Segment Start: TEXT FOR ANALYSIS

Epidemiology suggests that environmental factors are important in the etiology of the vast majority of cases of breast cancer, the leading cause of cancer death in women worldwide, but thus far has given only limited indication of what they are (1, 2).
Are genotoxic agents involved? Indirect evidence suggests that, for at least a proportion of cases, they might be (3, 4). Could tobacco smoking be a cause of breast cancer? Most epidemiology says no (5). Yet the hypothesis is at least plausible (6); some of the genotoxic carcinogens in tobacco smoke are mammary carcinogens in rodents (7), the enzymatic machinery required for their metabolic activation is present in human mammary epithelial cells (8), and there is evidence for the presence in human mammary tissue of carcinogen-DNA adducts (9, 10), some of which may be smoking related.
Why then do most epidemiology studies conclude no effect of smoking on breast cancer? Perhaps because (a) there really isn't one; (b) there is, but the association/risk is too small to detect; (c) for some women there is a risk, whereas for others there is some protection (e.g., smoking is known to lower the age of menopause, thereby reducing a woman's lifetime exposure to estrogen). Thus, it is conceivable that epidemiologic studies that stratify the population in the right way might reveal a hitherto undetected association.
In 1996 Ambrosone et al. (11) reported that NAT2 slow acetylators who smoked had a significantly elevated risk of breast cancer. Fast acetylators had a statistically nonsignificantly decreased risk. If the population was unstratified, no effect was observed. Eleven years on, these researchers have conducted pooled and meta-analyses using the 13 studies that have addressed the same issue (12). Both analytic approaches lead to the same conclusion: NAT2 slow acetylators have increased risk of breast cancer from smoking. Unlike many initial epidemiologic observations, the association has not gone away in repeat studies.
Genotoxic agents that are detoxified by NAT2 might linger longer in the breast tissue of an NAT2 slow acetylator than of a fast acetylator. Tobacco smoke is a source of such agents. One study showed higher DNA-adduct levels in mammary tissue of NAT2 slow acetylators compared with fast acetylators (13). The gene-environment interaction between cigarette smoking and NAT2 slow acetylator polymorphisms has also been observed for bladder cancer (14).
It has been known for some time that the different phenotypes for NAT2 are associated with different outcomes for risk of cancer at specific sites. Although the slow acetylator alleles are associated with increased risk for bladder and lung cancer, the rapid acetylator alleles have been associated with higher risk of colon cancer (15). To add to this complexity, it also seems that, across certain cancer sites, the specificity of the carcinogen might also determine which NAT2 phenotype is the riskier one. In contrast to the interaction between smoking and slow acetylation, Hein et al. (16) reported that NAT2 rapid acetylation is associated with breast cancer for people consuming well-done meat, a result similar to that seen for meat consumption and bladder cancer.3
Lumbreras, et al. Meat intake and bladder cancer in a prospective study: a role for heterocyclic aromatic amines? Manuscript in revision.

Segment End: TEXT FOR ANALYSIS

→ **HOW TO COMPLETE THIS TASK**:
Copy the passage on smoking and breast cancer, starting with "Epidemiology suggests that" and going on through "be smoking related.", and change "etiology" to "causation".

Segment Start: ENTRIES PROVIDED

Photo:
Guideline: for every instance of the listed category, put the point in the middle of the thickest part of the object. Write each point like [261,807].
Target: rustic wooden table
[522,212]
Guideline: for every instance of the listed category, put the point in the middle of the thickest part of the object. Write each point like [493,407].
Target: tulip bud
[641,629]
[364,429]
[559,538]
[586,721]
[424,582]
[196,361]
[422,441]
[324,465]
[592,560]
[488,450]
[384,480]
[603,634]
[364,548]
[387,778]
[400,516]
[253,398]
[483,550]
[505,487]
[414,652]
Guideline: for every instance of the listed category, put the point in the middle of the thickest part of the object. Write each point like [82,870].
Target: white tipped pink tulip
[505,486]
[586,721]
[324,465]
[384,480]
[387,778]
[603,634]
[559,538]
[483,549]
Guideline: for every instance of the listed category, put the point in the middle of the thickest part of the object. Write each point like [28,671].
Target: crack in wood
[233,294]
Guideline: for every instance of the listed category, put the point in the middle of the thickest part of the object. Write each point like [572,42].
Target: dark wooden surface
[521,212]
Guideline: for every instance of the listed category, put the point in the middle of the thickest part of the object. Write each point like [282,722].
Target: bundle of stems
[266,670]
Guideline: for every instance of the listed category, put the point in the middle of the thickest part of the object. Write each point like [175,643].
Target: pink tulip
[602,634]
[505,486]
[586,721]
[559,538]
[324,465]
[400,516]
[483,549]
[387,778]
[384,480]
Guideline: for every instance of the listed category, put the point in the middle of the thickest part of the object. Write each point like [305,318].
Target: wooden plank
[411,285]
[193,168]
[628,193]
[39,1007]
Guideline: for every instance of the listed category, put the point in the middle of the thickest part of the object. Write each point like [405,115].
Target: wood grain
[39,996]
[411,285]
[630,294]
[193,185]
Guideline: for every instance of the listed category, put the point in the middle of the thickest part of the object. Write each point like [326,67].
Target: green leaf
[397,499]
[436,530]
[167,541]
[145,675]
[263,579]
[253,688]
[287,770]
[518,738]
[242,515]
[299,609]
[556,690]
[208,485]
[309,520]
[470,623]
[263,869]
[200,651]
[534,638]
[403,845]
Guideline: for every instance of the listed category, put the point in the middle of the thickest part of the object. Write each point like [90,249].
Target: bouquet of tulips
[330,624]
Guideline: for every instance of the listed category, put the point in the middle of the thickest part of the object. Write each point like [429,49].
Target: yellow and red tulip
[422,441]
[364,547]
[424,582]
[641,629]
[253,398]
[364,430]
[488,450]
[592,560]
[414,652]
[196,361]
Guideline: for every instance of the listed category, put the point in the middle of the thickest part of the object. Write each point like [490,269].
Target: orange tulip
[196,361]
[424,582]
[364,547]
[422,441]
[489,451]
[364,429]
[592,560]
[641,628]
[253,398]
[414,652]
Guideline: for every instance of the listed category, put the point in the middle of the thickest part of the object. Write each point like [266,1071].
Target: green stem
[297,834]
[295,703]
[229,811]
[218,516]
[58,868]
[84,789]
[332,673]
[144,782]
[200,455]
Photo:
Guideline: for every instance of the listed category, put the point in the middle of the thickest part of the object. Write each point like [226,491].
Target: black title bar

Segment End: ENTRIES PROVIDED

→ **EXERCISE ANSWER**:
Epidemiology suggests that environmental factors are important in the causation of the vast majority of cases of breast cancer, the leading cause of cancer death in women worldwide, but thus far has given only limited indication of what they are (1, 2).
Are genotoxic agents involved? Indirect evidence suggests that, for at least a proportion of cases, they might be (3, 4). Could tobacco smoking be a cause of breast cancer? Most epidemiology says no (5). Yet the hypothesis is at least plausible (6); some of the genotoxic carcinogens in tobacco smoke are mammary carcinogens in rodents (7), the enzymatic machinery required for their metabolic activation is present in human mammary epithelial cells (8), and there is evidence for the presence in human mammary tissue of carcinogen-DNA adducts (9, 10), some of which may be smoking related.